> _DIRECTION 1_: Name every class that the translation API documentation defines.

> _SELECTED PASSAGE_:
## START

Translation¶

Translations¶

class onmt.translate.Translation(src, srclen, pred_sents, attn, pred_scores, tgt_sent, gold_score, word_aligns, ind_in_bucket)[source]¶

Bases: object

Container for a translated sentence.

Variables:

src (LongTensor) – Source word IDs.
srclen (List[int]) – Source lengths.
pred_sents (List[List[str]]) – Words from the n-best translations.
pred_scores (List[List[float]]) – Log-probs of n-best translations.
attns (List[FloatTensor]) – Attention distribution for each translation.
gold_sent (List[str]) – Words from gold translation.
gold_score (List[float]) – Log-prob of gold translation.
word_aligns (List[FloatTensor]) – Words Alignment distribution for each translation.

log(sent_number, src_raw='')[source]¶: Log translation.

Translator Class¶

class onmt.translate.Translator(model, vocabs, gpu=-1, n_best=1, min_length=0, max_length=100, max_length_ratio=1.5, ratio=0.0, beam_size=30, random_sampling_topk=0, random_sampling_topp=0.0, random_sampling_temp=1.0, stepwise_penalty=None, dump_beam=False, block_ngram_repeat=0, ignore_when_blocking=frozenset({}), replace_unk=False, ban_unk_token=False, tgt_file_prefix=False, phrase_table='', data_type='text', verbose=False, report_time=False, copy_attn=False, global_scorer=None, out_file=None, report_align=False, gold_align=False, report_score=True, logger=None, seed=-1, with_score=False, return_gold_log_probs=False)[source]¶

Bases: Inference

translate_batch(batch, attn_debug)[source]¶: Translate a batch of sentences.

class onmt.translate.TranslationBuilder(vocabs, n_best=1, replace_unk=False, phrase_table='')[source]¶

Bases: object

Build a word-based translation from the batch output of translator and the underlying dictionaries.

## END

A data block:
## START

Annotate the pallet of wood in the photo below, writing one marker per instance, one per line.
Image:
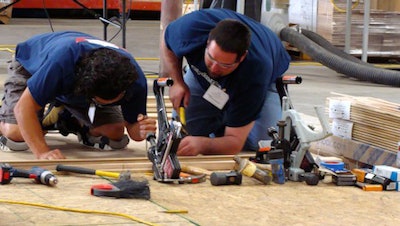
(366, 119)
(384, 28)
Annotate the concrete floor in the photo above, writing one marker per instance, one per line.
(250, 204)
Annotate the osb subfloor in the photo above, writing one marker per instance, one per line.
(251, 203)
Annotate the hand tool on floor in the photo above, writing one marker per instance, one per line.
(248, 168)
(162, 151)
(125, 175)
(123, 189)
(40, 175)
(226, 178)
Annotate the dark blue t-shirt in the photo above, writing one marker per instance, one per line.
(51, 59)
(267, 60)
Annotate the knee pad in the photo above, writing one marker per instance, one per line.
(103, 142)
(7, 143)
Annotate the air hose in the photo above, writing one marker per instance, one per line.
(337, 61)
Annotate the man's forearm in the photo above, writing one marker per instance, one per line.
(171, 65)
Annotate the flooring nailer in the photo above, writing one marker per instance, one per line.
(162, 151)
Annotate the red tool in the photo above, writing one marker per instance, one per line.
(41, 176)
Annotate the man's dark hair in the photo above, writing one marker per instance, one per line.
(104, 73)
(232, 36)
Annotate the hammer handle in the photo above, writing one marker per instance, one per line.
(81, 170)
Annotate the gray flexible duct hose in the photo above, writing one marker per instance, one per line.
(337, 63)
(331, 48)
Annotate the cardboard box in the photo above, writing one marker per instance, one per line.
(353, 150)
(5, 15)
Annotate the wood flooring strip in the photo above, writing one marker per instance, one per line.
(138, 164)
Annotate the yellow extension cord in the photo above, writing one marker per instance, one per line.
(77, 210)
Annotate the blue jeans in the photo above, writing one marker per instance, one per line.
(204, 119)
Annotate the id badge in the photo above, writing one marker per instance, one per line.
(92, 112)
(216, 96)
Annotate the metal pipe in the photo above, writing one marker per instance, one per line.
(170, 11)
(347, 40)
(367, 6)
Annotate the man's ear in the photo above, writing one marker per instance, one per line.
(243, 56)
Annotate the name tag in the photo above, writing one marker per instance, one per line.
(92, 112)
(216, 96)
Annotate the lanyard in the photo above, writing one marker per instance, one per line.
(205, 76)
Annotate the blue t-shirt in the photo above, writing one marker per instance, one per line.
(267, 60)
(51, 59)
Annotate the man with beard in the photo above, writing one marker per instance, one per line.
(229, 91)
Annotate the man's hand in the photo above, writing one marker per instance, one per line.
(146, 125)
(50, 155)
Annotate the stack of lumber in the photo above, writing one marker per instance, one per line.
(375, 121)
(5, 15)
(384, 28)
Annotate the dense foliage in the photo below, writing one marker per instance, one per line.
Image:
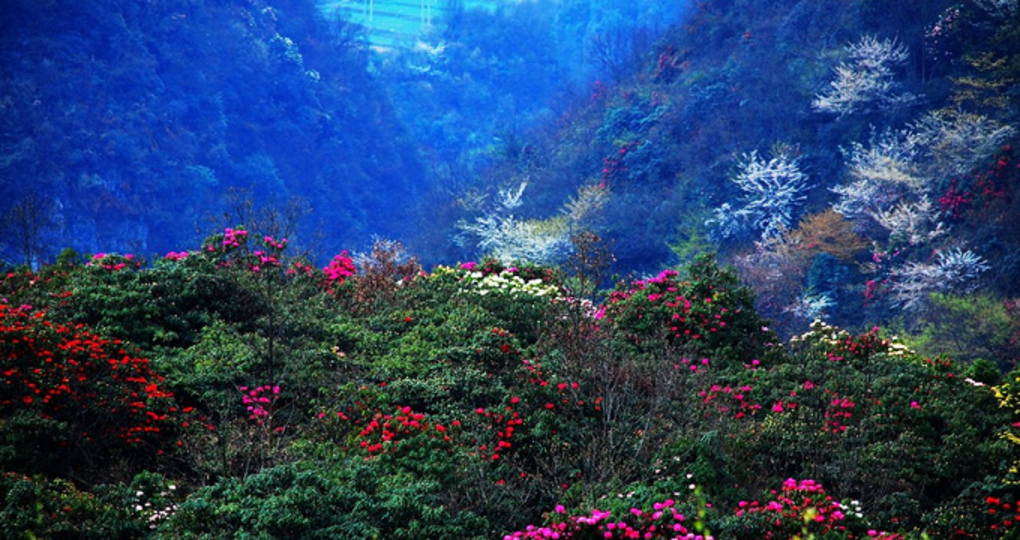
(260, 396)
(854, 160)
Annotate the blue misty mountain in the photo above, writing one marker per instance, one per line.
(399, 23)
(130, 121)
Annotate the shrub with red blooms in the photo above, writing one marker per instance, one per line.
(802, 509)
(663, 521)
(102, 392)
(708, 308)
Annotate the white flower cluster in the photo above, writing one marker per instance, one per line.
(508, 283)
(953, 272)
(155, 514)
(772, 190)
(866, 82)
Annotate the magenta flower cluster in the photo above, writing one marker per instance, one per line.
(258, 399)
(176, 255)
(664, 522)
(341, 267)
(112, 261)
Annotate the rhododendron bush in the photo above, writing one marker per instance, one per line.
(478, 400)
(102, 396)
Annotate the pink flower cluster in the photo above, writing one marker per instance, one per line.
(277, 245)
(664, 522)
(234, 237)
(728, 399)
(258, 399)
(112, 262)
(800, 504)
(341, 267)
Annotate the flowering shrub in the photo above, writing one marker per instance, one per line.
(662, 521)
(803, 509)
(113, 261)
(708, 309)
(106, 395)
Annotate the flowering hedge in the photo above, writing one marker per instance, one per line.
(100, 391)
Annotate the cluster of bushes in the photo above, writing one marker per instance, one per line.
(235, 391)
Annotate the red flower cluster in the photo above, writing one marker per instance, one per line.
(68, 374)
(392, 433)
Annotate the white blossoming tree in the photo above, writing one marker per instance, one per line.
(866, 81)
(502, 235)
(954, 271)
(772, 190)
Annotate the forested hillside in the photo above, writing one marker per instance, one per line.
(232, 391)
(851, 158)
(125, 124)
(752, 274)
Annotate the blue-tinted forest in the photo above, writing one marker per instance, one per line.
(479, 268)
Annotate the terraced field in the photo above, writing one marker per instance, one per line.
(396, 23)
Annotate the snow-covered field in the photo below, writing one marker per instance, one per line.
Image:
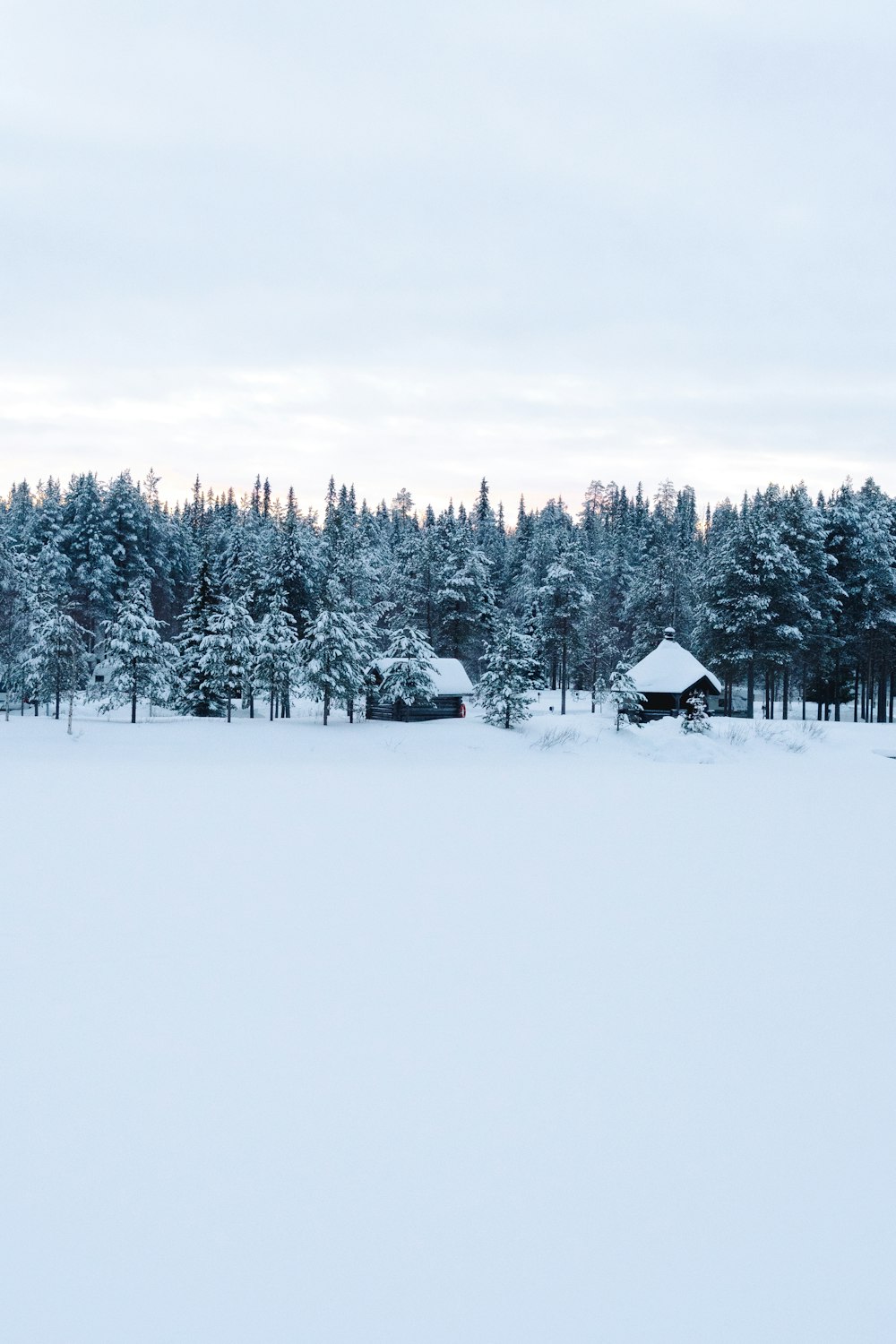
(445, 1034)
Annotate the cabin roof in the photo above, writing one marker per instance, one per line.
(669, 668)
(449, 675)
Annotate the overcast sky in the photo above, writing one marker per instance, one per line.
(413, 245)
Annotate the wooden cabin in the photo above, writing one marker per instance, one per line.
(669, 675)
(452, 685)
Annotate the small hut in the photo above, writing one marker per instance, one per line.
(669, 675)
(452, 685)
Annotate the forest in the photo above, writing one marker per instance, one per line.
(107, 588)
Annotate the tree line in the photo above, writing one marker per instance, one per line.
(785, 597)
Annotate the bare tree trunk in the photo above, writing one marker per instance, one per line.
(804, 690)
(837, 688)
(72, 694)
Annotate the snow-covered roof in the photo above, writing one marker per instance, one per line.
(449, 675)
(670, 669)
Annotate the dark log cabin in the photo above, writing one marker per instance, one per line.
(452, 685)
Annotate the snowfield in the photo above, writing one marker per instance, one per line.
(438, 1032)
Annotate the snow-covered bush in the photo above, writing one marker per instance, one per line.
(626, 696)
(696, 717)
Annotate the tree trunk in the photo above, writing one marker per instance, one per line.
(72, 694)
(837, 688)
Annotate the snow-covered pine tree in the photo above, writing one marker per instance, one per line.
(562, 599)
(696, 717)
(505, 687)
(56, 659)
(198, 693)
(336, 652)
(410, 676)
(626, 696)
(277, 653)
(228, 652)
(137, 663)
(13, 625)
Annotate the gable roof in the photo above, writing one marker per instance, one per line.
(670, 669)
(449, 675)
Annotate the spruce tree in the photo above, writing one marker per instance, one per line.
(199, 691)
(626, 696)
(137, 663)
(505, 687)
(336, 652)
(277, 653)
(228, 650)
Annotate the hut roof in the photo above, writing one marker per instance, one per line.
(670, 669)
(449, 675)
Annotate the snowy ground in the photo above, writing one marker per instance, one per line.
(444, 1034)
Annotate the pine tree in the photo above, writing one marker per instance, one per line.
(410, 677)
(277, 653)
(228, 650)
(626, 696)
(198, 693)
(505, 687)
(137, 663)
(336, 652)
(56, 659)
(562, 599)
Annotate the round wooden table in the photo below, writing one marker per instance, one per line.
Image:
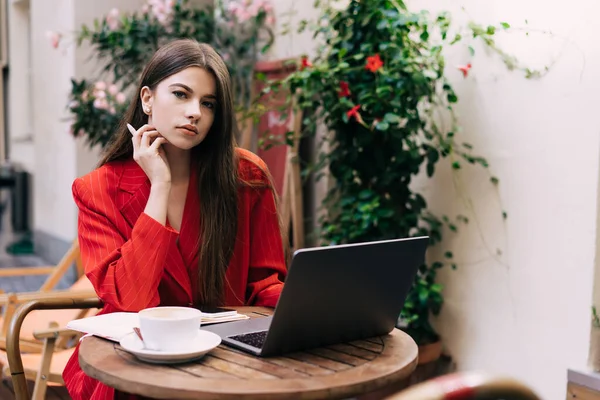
(338, 371)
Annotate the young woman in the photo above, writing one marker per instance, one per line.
(176, 214)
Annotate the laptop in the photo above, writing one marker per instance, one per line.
(333, 295)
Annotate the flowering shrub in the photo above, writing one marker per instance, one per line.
(379, 85)
(123, 44)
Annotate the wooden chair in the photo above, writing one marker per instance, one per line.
(43, 319)
(467, 386)
(46, 367)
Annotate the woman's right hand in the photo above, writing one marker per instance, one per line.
(149, 154)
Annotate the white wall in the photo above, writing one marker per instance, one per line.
(527, 313)
(55, 157)
(20, 122)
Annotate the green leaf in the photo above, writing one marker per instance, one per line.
(382, 126)
(391, 118)
(365, 194)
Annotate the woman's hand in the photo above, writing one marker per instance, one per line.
(149, 154)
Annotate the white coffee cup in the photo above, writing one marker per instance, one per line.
(169, 328)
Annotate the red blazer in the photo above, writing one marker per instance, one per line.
(134, 262)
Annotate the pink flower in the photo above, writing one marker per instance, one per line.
(353, 112)
(464, 69)
(305, 63)
(120, 98)
(112, 19)
(101, 104)
(100, 85)
(113, 89)
(54, 38)
(374, 63)
(344, 89)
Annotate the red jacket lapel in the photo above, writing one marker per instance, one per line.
(134, 190)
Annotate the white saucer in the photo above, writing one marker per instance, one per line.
(204, 342)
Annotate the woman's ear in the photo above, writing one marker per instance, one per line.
(147, 98)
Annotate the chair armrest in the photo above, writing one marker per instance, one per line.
(24, 271)
(467, 385)
(53, 333)
(12, 341)
(52, 295)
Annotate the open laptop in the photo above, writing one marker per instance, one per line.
(332, 295)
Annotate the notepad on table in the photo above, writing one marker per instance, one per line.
(115, 326)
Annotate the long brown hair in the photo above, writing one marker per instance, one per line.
(214, 159)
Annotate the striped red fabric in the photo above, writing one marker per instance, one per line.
(134, 262)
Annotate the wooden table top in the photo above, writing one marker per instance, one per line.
(338, 371)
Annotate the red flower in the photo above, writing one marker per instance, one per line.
(374, 63)
(353, 112)
(464, 69)
(305, 63)
(344, 89)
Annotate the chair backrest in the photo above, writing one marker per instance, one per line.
(73, 255)
(467, 386)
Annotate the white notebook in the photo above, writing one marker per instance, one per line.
(115, 326)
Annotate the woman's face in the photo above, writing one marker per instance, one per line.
(182, 107)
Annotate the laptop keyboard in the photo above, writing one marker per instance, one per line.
(255, 339)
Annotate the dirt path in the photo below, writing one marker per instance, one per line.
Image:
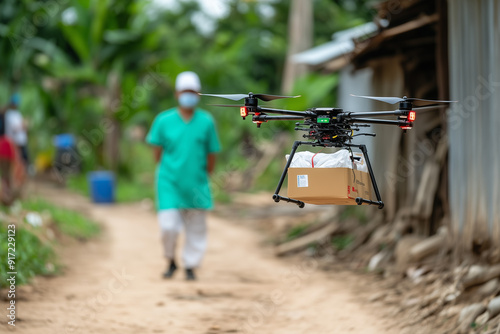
(114, 285)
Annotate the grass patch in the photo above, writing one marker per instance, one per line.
(33, 257)
(69, 222)
(341, 242)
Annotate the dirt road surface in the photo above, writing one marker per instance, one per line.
(114, 285)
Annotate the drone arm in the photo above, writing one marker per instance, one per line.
(376, 113)
(379, 121)
(276, 196)
(360, 200)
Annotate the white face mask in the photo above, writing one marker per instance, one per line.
(188, 99)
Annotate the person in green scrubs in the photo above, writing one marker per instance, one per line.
(185, 142)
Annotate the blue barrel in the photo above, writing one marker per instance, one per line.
(102, 186)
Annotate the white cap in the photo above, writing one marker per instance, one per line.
(187, 81)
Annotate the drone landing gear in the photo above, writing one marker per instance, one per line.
(359, 200)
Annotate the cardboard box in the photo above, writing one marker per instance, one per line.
(338, 186)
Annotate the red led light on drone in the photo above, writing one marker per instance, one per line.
(412, 115)
(243, 111)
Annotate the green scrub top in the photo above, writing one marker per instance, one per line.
(181, 176)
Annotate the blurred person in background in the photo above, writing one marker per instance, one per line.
(185, 142)
(16, 127)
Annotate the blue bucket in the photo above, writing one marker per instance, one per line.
(102, 186)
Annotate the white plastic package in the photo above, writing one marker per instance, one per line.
(339, 159)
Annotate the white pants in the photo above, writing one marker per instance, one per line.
(171, 222)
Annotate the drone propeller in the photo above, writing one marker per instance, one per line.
(394, 100)
(263, 97)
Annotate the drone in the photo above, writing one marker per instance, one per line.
(329, 127)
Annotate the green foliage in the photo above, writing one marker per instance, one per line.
(69, 222)
(341, 242)
(33, 257)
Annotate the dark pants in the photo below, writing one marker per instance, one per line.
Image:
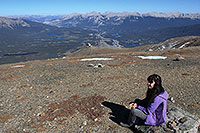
(134, 114)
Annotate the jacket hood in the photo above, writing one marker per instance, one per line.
(164, 95)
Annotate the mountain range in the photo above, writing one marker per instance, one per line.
(128, 28)
(51, 36)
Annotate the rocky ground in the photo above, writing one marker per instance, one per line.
(69, 95)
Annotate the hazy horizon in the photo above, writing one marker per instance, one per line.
(63, 7)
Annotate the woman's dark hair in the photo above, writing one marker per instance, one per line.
(156, 90)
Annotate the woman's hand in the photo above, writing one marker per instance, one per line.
(132, 105)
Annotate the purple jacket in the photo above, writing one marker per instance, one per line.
(156, 111)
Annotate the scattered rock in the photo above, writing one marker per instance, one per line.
(177, 121)
(178, 58)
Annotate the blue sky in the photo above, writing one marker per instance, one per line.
(63, 7)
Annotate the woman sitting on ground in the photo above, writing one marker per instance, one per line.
(152, 110)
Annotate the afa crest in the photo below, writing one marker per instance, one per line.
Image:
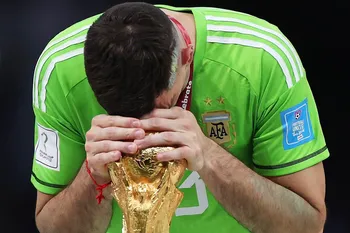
(217, 125)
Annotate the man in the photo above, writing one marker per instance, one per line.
(246, 120)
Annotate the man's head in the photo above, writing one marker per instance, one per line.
(136, 59)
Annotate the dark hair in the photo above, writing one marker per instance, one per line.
(128, 56)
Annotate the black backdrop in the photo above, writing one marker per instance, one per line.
(317, 31)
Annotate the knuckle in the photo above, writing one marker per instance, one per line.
(90, 135)
(168, 137)
(96, 119)
(155, 122)
(110, 120)
(106, 146)
(110, 132)
(128, 134)
(88, 147)
(186, 125)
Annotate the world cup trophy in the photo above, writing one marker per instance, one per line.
(146, 191)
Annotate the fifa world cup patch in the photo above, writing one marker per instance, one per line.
(47, 148)
(297, 127)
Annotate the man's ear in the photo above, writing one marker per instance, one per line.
(187, 55)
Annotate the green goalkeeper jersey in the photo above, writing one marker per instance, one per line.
(250, 95)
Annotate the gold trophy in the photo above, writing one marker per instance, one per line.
(146, 191)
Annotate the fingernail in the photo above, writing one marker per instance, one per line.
(139, 134)
(135, 123)
(132, 147)
(160, 156)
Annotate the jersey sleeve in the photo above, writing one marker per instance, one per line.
(288, 136)
(59, 147)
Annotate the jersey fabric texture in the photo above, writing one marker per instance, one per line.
(250, 95)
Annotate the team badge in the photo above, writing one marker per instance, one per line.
(217, 125)
(297, 127)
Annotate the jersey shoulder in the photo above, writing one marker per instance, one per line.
(253, 47)
(61, 65)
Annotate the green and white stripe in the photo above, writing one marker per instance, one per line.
(265, 36)
(50, 52)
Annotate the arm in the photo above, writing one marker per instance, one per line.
(75, 208)
(66, 194)
(262, 205)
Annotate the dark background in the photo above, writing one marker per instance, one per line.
(317, 30)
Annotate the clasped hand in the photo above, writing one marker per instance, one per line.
(111, 136)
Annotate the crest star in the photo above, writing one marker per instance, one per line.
(221, 100)
(207, 101)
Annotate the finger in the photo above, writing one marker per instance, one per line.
(172, 113)
(116, 121)
(101, 159)
(176, 154)
(114, 133)
(108, 146)
(161, 124)
(162, 139)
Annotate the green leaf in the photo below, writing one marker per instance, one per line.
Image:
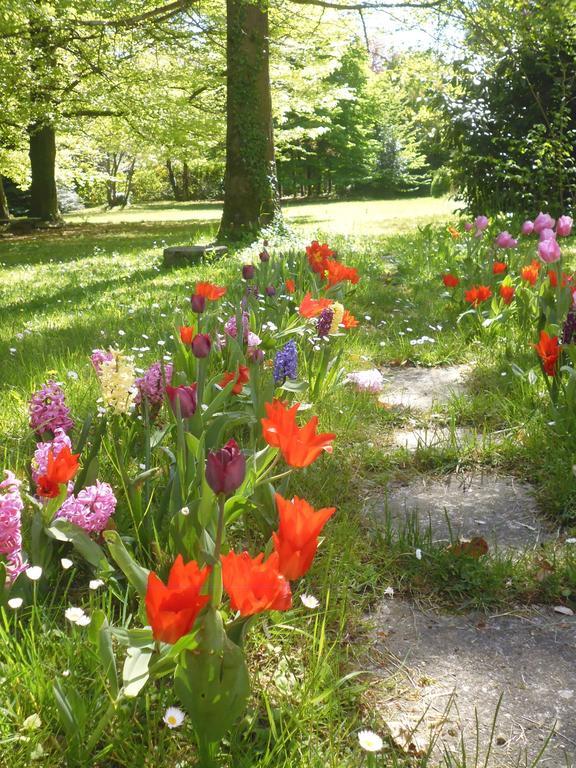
(135, 573)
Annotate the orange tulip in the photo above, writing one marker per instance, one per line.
(300, 446)
(310, 307)
(242, 377)
(548, 350)
(296, 541)
(186, 334)
(255, 586)
(336, 272)
(210, 291)
(59, 471)
(172, 609)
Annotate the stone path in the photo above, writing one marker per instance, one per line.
(455, 668)
(452, 670)
(499, 508)
(422, 388)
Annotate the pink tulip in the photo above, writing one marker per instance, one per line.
(547, 234)
(564, 226)
(527, 227)
(543, 221)
(505, 240)
(549, 251)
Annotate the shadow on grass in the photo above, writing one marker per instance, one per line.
(79, 241)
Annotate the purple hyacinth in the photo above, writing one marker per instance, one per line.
(286, 363)
(11, 506)
(151, 386)
(48, 410)
(91, 508)
(569, 329)
(324, 322)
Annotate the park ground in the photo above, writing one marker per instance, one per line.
(101, 282)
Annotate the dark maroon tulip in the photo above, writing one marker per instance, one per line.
(226, 468)
(186, 396)
(198, 303)
(201, 345)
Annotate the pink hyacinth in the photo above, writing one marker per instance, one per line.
(91, 508)
(249, 338)
(40, 460)
(152, 385)
(564, 226)
(547, 234)
(549, 251)
(543, 221)
(11, 506)
(100, 356)
(505, 240)
(527, 228)
(48, 410)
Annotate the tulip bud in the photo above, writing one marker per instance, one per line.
(186, 397)
(226, 469)
(201, 345)
(198, 303)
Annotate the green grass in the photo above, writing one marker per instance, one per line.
(101, 282)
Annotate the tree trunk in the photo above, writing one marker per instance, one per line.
(250, 186)
(4, 211)
(42, 150)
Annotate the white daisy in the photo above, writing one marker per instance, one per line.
(309, 601)
(173, 717)
(370, 741)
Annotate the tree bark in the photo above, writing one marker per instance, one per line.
(42, 151)
(250, 186)
(4, 210)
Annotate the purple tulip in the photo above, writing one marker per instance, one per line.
(564, 226)
(547, 234)
(527, 227)
(198, 303)
(226, 468)
(186, 397)
(543, 221)
(505, 240)
(201, 345)
(549, 251)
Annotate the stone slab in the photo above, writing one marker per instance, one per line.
(454, 668)
(500, 508)
(193, 254)
(422, 388)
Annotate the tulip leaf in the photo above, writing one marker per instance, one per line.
(64, 530)
(135, 672)
(100, 634)
(135, 573)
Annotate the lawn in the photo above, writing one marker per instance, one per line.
(102, 283)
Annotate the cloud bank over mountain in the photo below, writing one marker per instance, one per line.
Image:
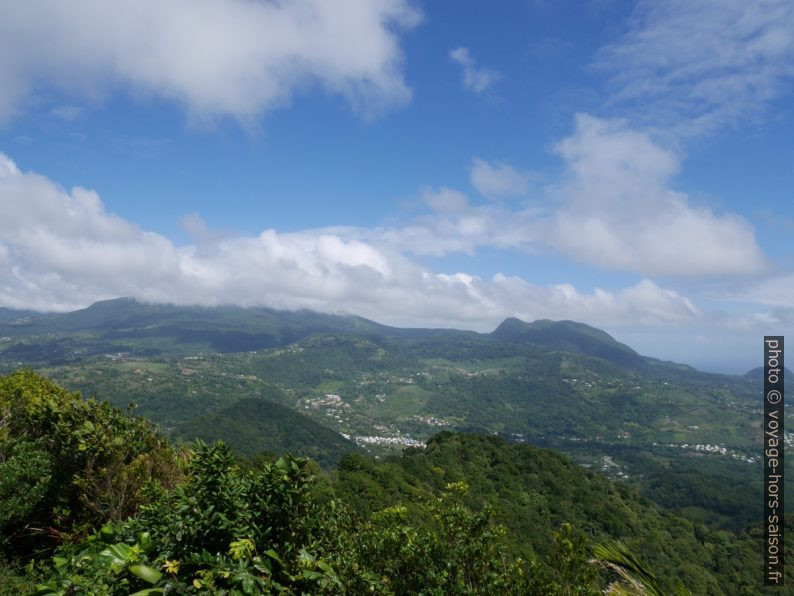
(214, 57)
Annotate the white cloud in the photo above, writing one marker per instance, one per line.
(497, 179)
(63, 250)
(692, 67)
(216, 57)
(615, 208)
(619, 210)
(444, 200)
(475, 78)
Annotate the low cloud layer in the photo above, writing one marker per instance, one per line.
(62, 250)
(215, 57)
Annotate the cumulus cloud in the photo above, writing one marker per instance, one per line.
(693, 67)
(475, 78)
(215, 57)
(498, 180)
(61, 250)
(620, 212)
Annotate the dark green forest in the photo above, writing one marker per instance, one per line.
(93, 500)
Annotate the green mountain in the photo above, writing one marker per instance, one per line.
(687, 439)
(569, 336)
(474, 512)
(756, 375)
(534, 491)
(252, 426)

## END

> _DIRECTION 2_: In the records, start at the line containing "Annotate the low" and continue through the end of the records. Replace "one marker per instance" with "one point per instance" in those lines, leave everything else unchanged, and give only those lines.

> _EXERCISE ANSWER 1_:
onmt.translate.Translation
onmt.translate.Translator
onmt.translate.TranslationBuilder

> _EXERCISE ANSWER 2_:
Annotate the low cloud layer in the photo above, writing one point per instance, one per line.
(62, 250)
(215, 57)
Annotate the cumulus cloud in the photo above, writing one point per instance, one per line.
(693, 67)
(475, 78)
(215, 57)
(498, 180)
(61, 250)
(620, 212)
Annotate the dark green forest in the photo above, writing one point per instance, one per line.
(93, 500)
Annotate the green mountain in the photo above, writing one point per instance, one per line.
(687, 439)
(569, 336)
(474, 512)
(756, 375)
(534, 491)
(252, 426)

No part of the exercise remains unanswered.